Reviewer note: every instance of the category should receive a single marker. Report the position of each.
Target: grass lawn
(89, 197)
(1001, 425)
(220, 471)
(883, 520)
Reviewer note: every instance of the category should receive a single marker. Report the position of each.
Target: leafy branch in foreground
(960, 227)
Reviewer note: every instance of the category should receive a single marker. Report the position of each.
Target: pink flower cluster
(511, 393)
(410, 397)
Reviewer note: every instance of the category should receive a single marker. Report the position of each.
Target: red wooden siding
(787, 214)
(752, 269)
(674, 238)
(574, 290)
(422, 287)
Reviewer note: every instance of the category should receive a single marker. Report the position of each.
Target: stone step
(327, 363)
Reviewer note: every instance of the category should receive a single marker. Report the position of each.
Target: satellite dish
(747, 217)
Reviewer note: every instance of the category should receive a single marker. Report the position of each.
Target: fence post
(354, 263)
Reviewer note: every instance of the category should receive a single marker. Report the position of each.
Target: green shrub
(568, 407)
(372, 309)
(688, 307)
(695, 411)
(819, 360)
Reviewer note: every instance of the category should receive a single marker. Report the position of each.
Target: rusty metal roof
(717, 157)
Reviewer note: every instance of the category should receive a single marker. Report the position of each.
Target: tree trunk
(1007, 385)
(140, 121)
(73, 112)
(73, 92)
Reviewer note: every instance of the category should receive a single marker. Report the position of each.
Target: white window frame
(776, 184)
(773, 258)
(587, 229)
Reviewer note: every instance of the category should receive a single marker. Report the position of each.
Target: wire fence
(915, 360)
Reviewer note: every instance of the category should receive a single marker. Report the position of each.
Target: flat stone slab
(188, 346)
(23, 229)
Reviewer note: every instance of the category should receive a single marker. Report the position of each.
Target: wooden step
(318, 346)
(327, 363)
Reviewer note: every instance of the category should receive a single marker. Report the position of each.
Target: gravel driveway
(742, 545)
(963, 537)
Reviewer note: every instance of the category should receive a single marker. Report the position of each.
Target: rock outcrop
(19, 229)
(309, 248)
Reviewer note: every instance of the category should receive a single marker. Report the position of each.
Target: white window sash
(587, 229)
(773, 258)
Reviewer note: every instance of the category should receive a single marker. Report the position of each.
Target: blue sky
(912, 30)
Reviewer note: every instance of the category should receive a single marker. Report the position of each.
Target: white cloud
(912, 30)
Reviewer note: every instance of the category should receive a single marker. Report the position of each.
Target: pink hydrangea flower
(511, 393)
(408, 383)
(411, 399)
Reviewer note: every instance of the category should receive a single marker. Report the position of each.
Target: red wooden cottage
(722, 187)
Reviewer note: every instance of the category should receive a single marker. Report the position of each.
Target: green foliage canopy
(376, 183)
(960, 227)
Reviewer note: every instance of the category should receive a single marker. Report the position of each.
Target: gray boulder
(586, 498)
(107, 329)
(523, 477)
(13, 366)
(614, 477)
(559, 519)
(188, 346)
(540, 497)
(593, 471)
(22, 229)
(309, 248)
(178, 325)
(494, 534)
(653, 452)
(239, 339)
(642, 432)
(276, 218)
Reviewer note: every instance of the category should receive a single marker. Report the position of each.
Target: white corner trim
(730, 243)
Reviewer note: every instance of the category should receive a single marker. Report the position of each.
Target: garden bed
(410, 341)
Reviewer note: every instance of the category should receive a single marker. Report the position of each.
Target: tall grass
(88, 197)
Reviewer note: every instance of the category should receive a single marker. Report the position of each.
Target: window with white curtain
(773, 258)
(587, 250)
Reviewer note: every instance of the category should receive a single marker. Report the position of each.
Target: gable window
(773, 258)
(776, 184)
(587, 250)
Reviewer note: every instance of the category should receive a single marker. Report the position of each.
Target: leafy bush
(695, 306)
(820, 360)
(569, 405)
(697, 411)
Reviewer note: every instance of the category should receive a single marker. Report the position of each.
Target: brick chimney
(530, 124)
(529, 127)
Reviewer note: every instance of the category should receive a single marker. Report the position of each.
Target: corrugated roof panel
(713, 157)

—————

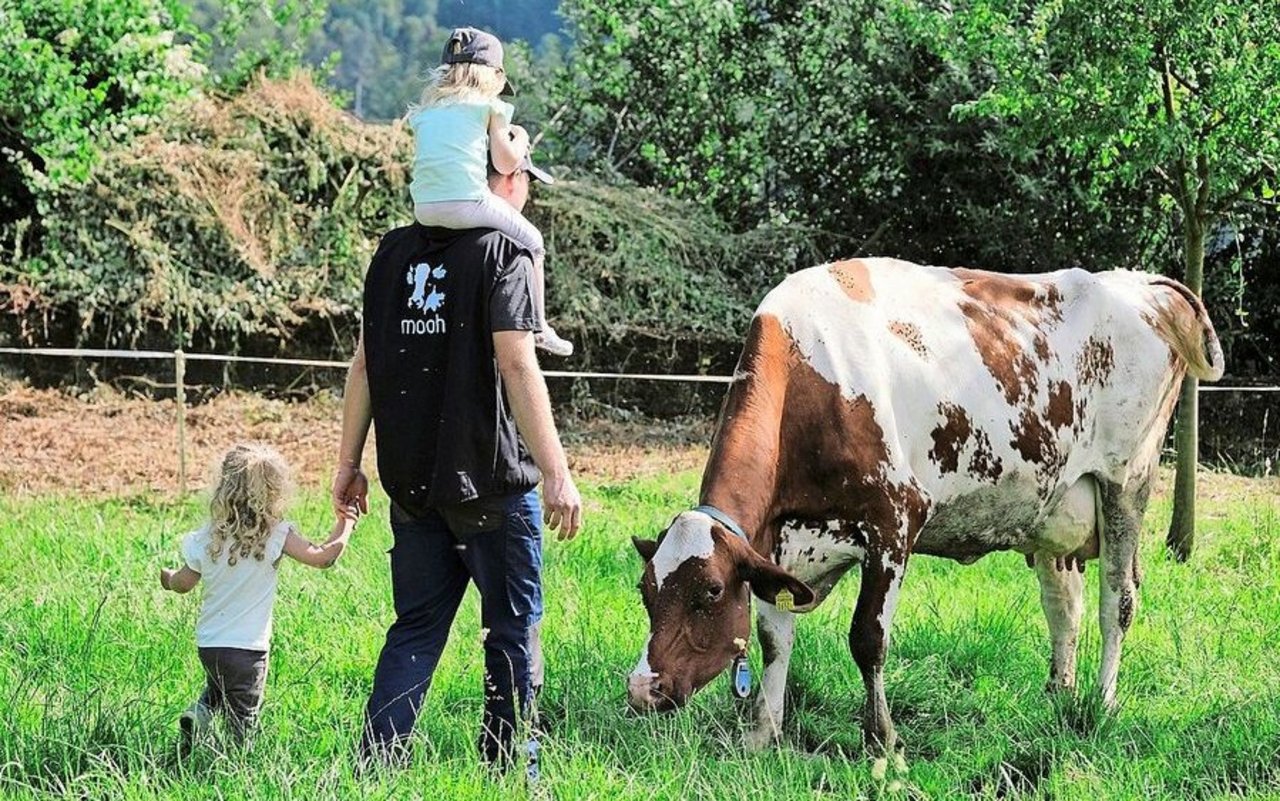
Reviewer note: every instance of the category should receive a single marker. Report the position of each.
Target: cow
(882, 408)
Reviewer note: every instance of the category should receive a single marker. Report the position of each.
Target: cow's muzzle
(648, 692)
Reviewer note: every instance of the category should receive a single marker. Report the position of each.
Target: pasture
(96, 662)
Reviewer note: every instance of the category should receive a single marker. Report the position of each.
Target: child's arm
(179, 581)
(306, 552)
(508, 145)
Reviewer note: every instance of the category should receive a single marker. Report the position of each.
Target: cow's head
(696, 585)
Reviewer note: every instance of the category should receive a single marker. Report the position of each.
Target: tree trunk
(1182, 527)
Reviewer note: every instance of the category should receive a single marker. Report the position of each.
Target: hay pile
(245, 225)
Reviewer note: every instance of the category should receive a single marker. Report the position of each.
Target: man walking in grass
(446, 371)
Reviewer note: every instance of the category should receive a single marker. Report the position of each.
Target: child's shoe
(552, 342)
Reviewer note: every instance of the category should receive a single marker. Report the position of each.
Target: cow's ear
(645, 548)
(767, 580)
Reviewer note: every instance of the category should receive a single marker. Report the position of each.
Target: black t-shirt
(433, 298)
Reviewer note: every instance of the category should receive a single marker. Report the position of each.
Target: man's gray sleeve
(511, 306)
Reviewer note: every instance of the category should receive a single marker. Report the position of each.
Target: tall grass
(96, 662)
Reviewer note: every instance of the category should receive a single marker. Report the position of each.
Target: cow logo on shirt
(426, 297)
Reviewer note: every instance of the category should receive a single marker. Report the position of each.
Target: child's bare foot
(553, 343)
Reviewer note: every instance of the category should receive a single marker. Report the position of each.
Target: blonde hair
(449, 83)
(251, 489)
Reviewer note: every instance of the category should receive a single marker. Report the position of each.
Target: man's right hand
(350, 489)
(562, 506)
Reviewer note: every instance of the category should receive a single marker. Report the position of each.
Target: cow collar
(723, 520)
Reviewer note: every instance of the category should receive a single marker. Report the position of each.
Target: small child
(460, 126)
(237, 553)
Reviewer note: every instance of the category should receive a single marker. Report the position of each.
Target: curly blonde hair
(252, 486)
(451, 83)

—————

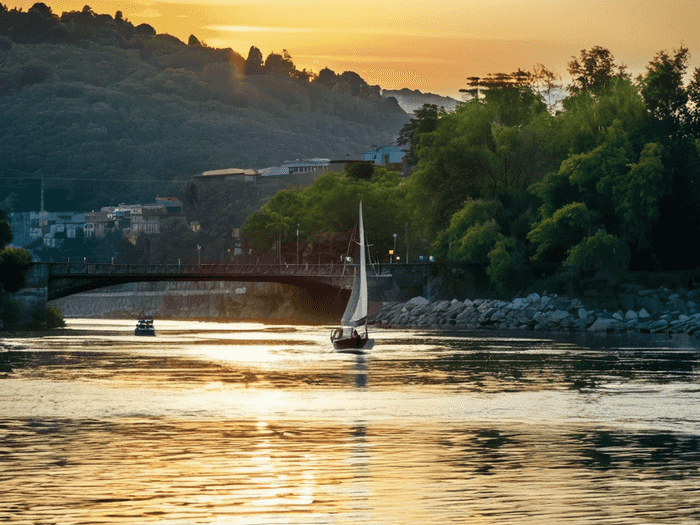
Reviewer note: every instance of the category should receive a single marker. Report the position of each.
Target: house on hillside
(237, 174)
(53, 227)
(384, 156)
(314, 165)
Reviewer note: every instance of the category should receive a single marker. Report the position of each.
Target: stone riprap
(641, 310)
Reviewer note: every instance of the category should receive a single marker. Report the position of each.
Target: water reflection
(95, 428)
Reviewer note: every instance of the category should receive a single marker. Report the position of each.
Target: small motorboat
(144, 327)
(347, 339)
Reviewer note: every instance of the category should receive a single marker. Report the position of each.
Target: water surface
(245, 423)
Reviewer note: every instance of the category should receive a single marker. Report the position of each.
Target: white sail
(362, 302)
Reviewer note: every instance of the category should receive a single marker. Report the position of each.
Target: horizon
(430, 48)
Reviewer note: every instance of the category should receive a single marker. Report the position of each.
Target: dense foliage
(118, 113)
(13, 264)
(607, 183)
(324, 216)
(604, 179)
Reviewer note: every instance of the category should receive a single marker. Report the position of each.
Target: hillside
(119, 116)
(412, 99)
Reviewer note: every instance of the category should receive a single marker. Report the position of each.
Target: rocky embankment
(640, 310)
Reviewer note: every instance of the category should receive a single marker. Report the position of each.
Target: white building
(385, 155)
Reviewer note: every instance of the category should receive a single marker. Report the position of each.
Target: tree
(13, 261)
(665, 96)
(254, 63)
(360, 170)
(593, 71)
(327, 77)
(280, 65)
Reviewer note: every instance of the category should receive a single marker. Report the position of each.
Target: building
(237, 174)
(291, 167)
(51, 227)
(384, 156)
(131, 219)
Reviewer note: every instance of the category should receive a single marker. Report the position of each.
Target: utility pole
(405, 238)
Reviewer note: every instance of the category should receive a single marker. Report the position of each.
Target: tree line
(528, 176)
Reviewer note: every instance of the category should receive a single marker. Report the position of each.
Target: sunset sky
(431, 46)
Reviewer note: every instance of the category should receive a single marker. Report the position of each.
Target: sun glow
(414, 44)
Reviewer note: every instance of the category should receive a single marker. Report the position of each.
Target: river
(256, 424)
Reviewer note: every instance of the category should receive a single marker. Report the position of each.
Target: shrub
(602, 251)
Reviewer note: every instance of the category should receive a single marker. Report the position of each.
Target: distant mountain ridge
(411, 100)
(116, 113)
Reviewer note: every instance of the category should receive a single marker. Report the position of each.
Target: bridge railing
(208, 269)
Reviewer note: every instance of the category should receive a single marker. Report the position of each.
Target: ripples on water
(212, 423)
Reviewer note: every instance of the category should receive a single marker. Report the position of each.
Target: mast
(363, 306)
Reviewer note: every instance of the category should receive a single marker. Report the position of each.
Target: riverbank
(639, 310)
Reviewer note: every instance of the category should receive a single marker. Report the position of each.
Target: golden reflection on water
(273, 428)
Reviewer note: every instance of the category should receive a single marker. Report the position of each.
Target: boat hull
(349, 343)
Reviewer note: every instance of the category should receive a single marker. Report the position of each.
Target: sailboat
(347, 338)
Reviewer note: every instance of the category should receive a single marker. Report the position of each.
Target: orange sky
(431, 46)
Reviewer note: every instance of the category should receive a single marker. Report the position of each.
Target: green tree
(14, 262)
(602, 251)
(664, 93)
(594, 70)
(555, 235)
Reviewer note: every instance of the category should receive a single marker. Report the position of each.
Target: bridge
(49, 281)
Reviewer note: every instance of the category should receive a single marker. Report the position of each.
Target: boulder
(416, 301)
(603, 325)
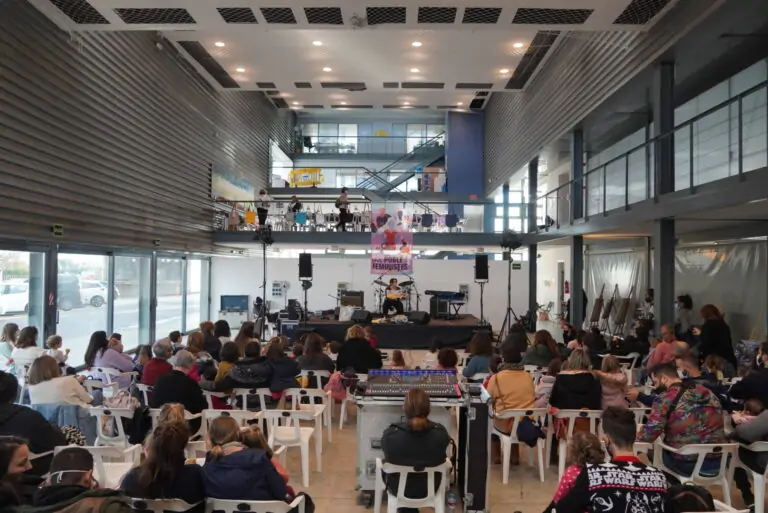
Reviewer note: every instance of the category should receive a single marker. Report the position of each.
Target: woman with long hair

—————

## Task
When you reach the line holding "Target: orange sky" in the listing above, begin retyping exactly, and stop once the line holding "Target: woman with long hair" is done; pictures stay out.

## Exercise output
Target: orange sky
(431, 46)
Reviewer note: every instance of the category should receive a single marker. Report the position of each.
Target: green tree
(14, 262)
(602, 251)
(664, 93)
(594, 70)
(555, 235)
Reviewer note: every instance of the category should receive a single marker. Report the position of each.
Target: bridge
(49, 281)
Reviewer note: every instance of the category should receive a single marker. Report the position of each.
Target: boulder
(416, 301)
(603, 325)
Reviewer note: every instance of the category should receive a single marker. Report the position of each.
Target: woman with long hair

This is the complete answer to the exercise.